Give the records again in full, exactly as they are.

Referring expression pointing data —
★ ★ ★ ★ ★ ★ ★

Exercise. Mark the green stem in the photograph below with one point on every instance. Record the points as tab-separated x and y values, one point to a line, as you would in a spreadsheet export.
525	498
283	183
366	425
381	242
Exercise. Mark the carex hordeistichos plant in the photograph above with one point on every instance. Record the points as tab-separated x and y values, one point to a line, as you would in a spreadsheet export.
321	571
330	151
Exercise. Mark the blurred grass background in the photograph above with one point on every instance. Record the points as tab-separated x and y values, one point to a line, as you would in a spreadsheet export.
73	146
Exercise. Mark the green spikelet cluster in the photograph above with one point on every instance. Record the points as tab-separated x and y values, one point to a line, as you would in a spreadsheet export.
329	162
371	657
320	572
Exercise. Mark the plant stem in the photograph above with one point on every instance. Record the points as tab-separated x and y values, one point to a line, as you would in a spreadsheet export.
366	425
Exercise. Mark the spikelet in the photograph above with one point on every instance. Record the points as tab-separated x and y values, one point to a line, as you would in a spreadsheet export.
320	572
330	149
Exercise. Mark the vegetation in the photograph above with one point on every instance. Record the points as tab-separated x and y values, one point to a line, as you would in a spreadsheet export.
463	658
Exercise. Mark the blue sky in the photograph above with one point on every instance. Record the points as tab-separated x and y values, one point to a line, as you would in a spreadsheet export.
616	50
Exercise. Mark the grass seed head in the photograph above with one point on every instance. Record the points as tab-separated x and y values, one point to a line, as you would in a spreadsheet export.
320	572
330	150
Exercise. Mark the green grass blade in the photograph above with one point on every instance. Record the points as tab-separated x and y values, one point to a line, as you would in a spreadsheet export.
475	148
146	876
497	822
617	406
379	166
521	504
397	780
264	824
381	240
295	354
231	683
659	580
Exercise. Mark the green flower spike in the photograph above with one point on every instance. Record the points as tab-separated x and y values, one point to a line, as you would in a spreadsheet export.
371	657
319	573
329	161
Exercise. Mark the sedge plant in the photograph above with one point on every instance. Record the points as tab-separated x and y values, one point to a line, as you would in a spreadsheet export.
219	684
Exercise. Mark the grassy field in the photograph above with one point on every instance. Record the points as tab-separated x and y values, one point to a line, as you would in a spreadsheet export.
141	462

★ ★ ★ ★ ★ ★ ★

Answer for the task —
Exercise. Mark the green stem in the photograph below with one point on every instance. Record the points as tab-separated x and y values, one point to a line, as you would in a spreadsheet export.
525	498
283	183
366	425
381	242
Exercise. Mark the carex hordeistichos plant in the photograph above with one point on every instance. Record the points as tab-separated x and y values, one point to a line, as you would in a spreadsheet export.
321	571
330	151
Exercise. Mark the blurred grass background in the photograph above with one point on every instance. Record the points as tab-separated x and y values, one point to a line, as you would in a spreadsheet export.
73	146
Exercise. Mark the green spikelet cluster in the photograph above with one point on every instance. Record the points as tab-separated x and y values, one point to a line, as you would in a spreadsheet export.
329	162
371	657
320	572
Exercise. Mark the plant stem in the photograph above with one point on every instance. Record the points as tab-separated x and y values, one point to a line, as you would in a spreadsheet export.
366	425
Exercise. Mark the spikelet in the photograph above with one point on every instance. Record the points as tab-separated x and y values, one point to a line, as you would in a spreadsheet export.
320	572
330	149
Exercise. Mark the vegetation in the photograph above with one point on every instance. Record the points as tab-separated x and y values, one point to a line, as you would in a spreadsheet export.
463	658
Exercise. Mark the blue sky in the photograph above with one point on every instance. Record the points as tab-separated x and y values, one point to a line, as you would in a spreadsheet export.
616	50
Exercise. Mark the grass seed head in the photograph above with one point on every instance. Record the points as tab-separated x and y values, one point to a line, as you would in a spreadsheet export.
320	572
330	150
Exercise. Mark the green grass blade in the photograph above with one point on every instance. Record the points as tab-separated x and y values, one point to a line, as you would in a spreadsheet export.
475	148
146	876
497	822
617	406
379	166
521	504
397	780
264	824
381	240
295	354
231	683
659	580
Exercise. Mark the green flower spike in the photograph above with one point on every instance. Record the points as tab-separated x and y values, one point to a line, as you would in a spreadsheet export.
371	657
319	573
329	161
Exercise. Mark the sedge plant in the photograph above with one point on every instance. Record the points as tab-separated x and y values, one point to a line, as you would in a spreadsheet export.
219	684
Exercise. Mark the grassy field in the photograph above with one point on every instance. Record the points as tab-separated x and y values, one point to a line, as you would in a spreadsheet export.
141	462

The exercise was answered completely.